MATERIAL FOR THIS TASK START

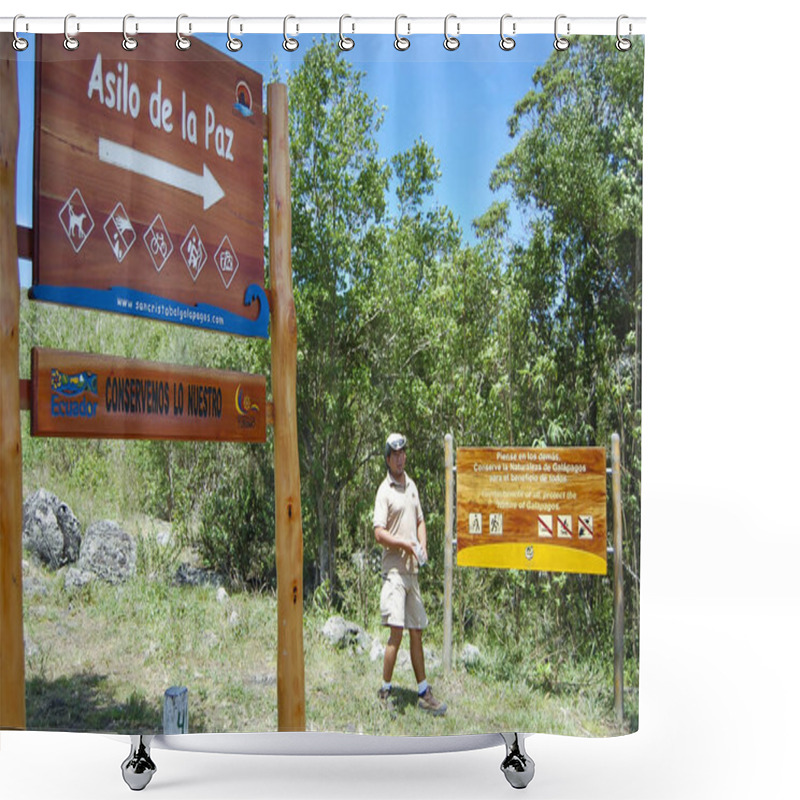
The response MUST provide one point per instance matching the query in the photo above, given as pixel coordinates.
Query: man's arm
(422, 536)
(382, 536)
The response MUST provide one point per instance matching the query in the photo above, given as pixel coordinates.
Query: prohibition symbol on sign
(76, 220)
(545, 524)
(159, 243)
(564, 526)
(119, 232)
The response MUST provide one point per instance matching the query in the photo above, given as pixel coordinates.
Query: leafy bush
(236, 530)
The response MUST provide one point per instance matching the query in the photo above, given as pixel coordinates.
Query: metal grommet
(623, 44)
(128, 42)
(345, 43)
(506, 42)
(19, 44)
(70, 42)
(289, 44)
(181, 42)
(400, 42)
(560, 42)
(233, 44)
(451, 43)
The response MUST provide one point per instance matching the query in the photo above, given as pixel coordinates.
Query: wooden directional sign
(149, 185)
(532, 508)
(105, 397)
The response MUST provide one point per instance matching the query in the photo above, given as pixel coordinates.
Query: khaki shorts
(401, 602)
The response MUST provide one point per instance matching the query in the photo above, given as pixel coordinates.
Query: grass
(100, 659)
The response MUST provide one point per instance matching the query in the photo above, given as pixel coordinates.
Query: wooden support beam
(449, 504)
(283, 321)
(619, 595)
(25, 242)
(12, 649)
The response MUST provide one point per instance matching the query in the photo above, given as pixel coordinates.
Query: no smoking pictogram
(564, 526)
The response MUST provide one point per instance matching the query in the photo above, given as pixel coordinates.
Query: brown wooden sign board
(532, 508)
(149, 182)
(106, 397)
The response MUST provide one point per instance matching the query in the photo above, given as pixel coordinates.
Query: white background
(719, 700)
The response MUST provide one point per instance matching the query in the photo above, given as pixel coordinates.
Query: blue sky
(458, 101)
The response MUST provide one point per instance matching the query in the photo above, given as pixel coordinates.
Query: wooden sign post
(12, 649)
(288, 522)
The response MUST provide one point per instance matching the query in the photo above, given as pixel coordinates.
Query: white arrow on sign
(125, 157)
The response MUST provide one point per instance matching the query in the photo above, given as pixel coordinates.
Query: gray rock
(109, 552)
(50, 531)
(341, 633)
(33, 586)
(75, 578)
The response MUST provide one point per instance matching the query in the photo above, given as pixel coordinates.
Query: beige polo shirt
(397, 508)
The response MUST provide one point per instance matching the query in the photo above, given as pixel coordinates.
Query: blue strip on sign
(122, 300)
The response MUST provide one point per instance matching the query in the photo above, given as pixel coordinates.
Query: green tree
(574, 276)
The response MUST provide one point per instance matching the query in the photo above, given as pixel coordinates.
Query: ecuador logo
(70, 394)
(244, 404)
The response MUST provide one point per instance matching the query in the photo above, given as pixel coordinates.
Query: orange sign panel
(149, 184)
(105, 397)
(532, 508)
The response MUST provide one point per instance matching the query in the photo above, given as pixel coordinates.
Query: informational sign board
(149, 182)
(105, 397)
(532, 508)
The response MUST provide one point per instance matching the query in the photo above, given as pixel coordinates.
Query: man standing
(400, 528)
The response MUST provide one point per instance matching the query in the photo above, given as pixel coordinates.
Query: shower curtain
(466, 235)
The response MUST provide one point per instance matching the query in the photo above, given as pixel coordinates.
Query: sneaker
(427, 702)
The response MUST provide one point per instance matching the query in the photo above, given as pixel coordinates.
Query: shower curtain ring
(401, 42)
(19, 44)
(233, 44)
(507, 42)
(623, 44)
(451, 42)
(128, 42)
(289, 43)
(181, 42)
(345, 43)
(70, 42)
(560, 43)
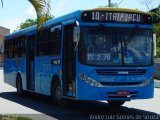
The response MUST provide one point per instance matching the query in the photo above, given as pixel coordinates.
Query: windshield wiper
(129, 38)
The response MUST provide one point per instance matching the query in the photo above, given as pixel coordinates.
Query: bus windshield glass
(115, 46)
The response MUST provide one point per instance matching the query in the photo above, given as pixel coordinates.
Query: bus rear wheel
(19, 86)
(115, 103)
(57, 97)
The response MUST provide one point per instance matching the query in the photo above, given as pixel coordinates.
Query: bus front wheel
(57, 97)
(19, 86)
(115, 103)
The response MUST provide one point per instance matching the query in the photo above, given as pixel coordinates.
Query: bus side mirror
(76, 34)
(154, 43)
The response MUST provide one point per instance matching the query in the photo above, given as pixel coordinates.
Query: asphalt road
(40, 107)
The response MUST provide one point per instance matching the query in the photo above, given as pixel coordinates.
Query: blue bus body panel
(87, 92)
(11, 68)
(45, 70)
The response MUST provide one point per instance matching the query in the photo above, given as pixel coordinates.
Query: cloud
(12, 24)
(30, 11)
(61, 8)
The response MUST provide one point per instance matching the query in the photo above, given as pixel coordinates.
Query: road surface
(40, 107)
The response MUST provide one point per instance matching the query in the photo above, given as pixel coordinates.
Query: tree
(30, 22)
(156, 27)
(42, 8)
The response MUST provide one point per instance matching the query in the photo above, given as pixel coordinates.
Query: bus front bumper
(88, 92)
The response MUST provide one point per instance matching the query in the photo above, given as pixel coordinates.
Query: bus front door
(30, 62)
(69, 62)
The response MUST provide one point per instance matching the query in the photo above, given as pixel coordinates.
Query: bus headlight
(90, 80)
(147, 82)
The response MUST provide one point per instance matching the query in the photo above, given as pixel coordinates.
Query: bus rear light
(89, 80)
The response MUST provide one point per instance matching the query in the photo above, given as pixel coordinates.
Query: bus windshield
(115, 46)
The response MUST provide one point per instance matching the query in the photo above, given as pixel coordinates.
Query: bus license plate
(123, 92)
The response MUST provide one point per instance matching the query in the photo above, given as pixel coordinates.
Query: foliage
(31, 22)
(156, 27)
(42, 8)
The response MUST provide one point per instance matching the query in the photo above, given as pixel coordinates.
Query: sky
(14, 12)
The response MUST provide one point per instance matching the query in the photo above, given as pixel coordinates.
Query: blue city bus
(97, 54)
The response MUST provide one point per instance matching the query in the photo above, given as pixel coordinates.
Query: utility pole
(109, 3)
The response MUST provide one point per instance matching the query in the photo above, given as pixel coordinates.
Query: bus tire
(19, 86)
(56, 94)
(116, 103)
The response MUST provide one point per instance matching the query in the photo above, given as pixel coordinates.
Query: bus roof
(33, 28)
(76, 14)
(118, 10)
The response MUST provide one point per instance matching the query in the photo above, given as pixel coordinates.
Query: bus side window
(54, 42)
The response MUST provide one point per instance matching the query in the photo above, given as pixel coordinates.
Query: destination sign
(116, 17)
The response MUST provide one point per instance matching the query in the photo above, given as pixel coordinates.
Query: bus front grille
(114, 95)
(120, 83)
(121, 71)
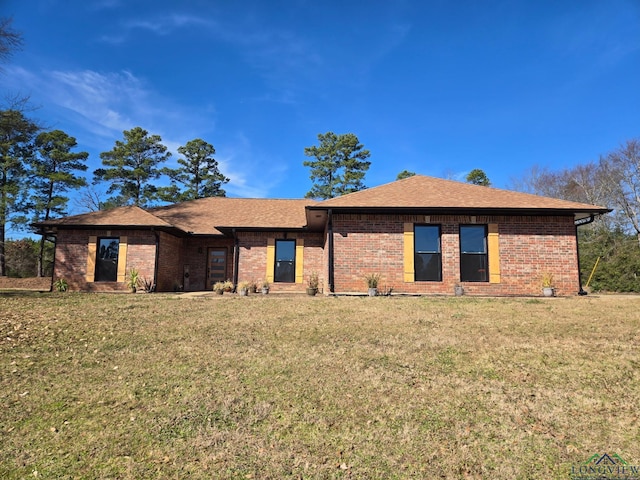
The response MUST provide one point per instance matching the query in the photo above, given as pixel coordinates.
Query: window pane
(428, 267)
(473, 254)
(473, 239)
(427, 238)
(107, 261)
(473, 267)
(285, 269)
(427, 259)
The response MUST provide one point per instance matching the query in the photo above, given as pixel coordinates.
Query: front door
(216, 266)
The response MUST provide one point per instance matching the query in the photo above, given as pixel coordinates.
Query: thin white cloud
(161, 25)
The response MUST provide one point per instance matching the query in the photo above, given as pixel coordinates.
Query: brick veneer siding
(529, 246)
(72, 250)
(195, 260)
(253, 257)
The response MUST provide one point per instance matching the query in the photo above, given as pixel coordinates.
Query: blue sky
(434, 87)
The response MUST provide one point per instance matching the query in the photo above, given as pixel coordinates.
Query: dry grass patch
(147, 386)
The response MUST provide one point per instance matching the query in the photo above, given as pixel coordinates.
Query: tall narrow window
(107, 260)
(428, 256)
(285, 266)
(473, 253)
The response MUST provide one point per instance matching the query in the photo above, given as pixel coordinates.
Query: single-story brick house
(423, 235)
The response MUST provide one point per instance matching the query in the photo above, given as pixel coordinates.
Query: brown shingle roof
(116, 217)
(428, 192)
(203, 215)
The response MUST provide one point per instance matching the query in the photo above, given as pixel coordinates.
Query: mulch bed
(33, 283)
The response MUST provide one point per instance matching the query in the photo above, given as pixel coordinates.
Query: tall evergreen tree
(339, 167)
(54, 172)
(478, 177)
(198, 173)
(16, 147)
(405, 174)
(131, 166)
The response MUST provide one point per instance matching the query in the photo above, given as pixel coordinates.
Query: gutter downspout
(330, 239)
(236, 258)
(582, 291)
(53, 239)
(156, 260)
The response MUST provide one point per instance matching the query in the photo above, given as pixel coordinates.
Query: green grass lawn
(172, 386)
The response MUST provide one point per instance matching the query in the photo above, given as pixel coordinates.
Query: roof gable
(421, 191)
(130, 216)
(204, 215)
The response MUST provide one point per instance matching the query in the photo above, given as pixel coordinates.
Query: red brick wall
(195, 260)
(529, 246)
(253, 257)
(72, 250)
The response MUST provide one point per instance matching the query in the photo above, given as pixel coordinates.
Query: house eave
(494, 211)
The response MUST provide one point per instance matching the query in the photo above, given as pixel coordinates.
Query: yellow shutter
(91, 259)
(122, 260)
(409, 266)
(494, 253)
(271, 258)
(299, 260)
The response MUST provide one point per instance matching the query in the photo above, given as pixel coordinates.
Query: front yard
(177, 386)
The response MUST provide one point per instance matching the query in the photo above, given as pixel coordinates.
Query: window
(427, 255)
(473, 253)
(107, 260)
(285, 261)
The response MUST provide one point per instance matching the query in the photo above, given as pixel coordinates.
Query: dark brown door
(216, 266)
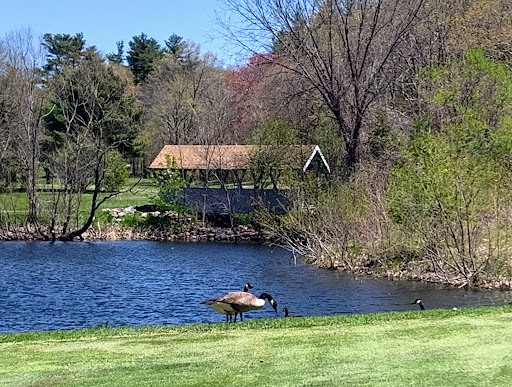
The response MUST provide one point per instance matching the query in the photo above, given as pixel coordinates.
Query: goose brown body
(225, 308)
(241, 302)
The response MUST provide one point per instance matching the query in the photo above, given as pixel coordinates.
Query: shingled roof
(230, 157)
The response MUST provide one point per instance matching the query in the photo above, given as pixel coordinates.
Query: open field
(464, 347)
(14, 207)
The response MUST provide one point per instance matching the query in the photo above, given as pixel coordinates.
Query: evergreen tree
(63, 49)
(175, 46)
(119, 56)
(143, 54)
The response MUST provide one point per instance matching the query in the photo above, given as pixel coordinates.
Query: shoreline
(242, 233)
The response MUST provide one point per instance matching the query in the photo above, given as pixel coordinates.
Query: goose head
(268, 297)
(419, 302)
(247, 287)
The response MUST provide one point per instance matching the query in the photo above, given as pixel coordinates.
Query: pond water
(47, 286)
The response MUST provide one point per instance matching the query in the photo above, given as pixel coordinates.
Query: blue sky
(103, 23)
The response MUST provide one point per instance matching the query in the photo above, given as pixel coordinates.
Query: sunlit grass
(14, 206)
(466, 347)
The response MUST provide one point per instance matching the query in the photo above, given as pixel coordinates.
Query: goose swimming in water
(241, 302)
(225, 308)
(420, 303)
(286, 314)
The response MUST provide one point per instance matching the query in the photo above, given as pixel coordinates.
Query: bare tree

MATERIAL FOR THIS TASK END

INSTRUCTIONS TO FOLLOW - Begin with the line that contains "Query: evergreen tree" and print each line exactly until the data ends, including the last line.

ANSWER SPACE -
Query: evergreen tree
(63, 49)
(175, 46)
(119, 56)
(143, 54)
The response MUST provide one point per instance matching the query in the photo above, given as pixel coordinates.
Query: shoreline
(242, 233)
The response MUST provide one point per instance matching the query in the photo above, given as pixel coordinates.
Query: goose head
(268, 297)
(419, 302)
(247, 287)
The response MUST provide one point per instance matching the query in the photo above, given as pixel coordinates.
Query: pond water
(47, 286)
The response MUST provide one point per instance matching the query in the photo above, given as pixel coordinates.
Query: blue sky
(103, 23)
The response MUST provide one point per instance matching the query in the photo above, given as pixel coordinates.
Query: sunlit grass
(14, 206)
(466, 347)
The response MUST provide one point per instance matching the query in the photo above, given as pixel coordinates.
Query: goose swimming in water
(241, 302)
(225, 308)
(420, 303)
(286, 314)
The response MUST provide one point per instance matching the query in the photo above, given as pixel coordinates.
Query: bare tree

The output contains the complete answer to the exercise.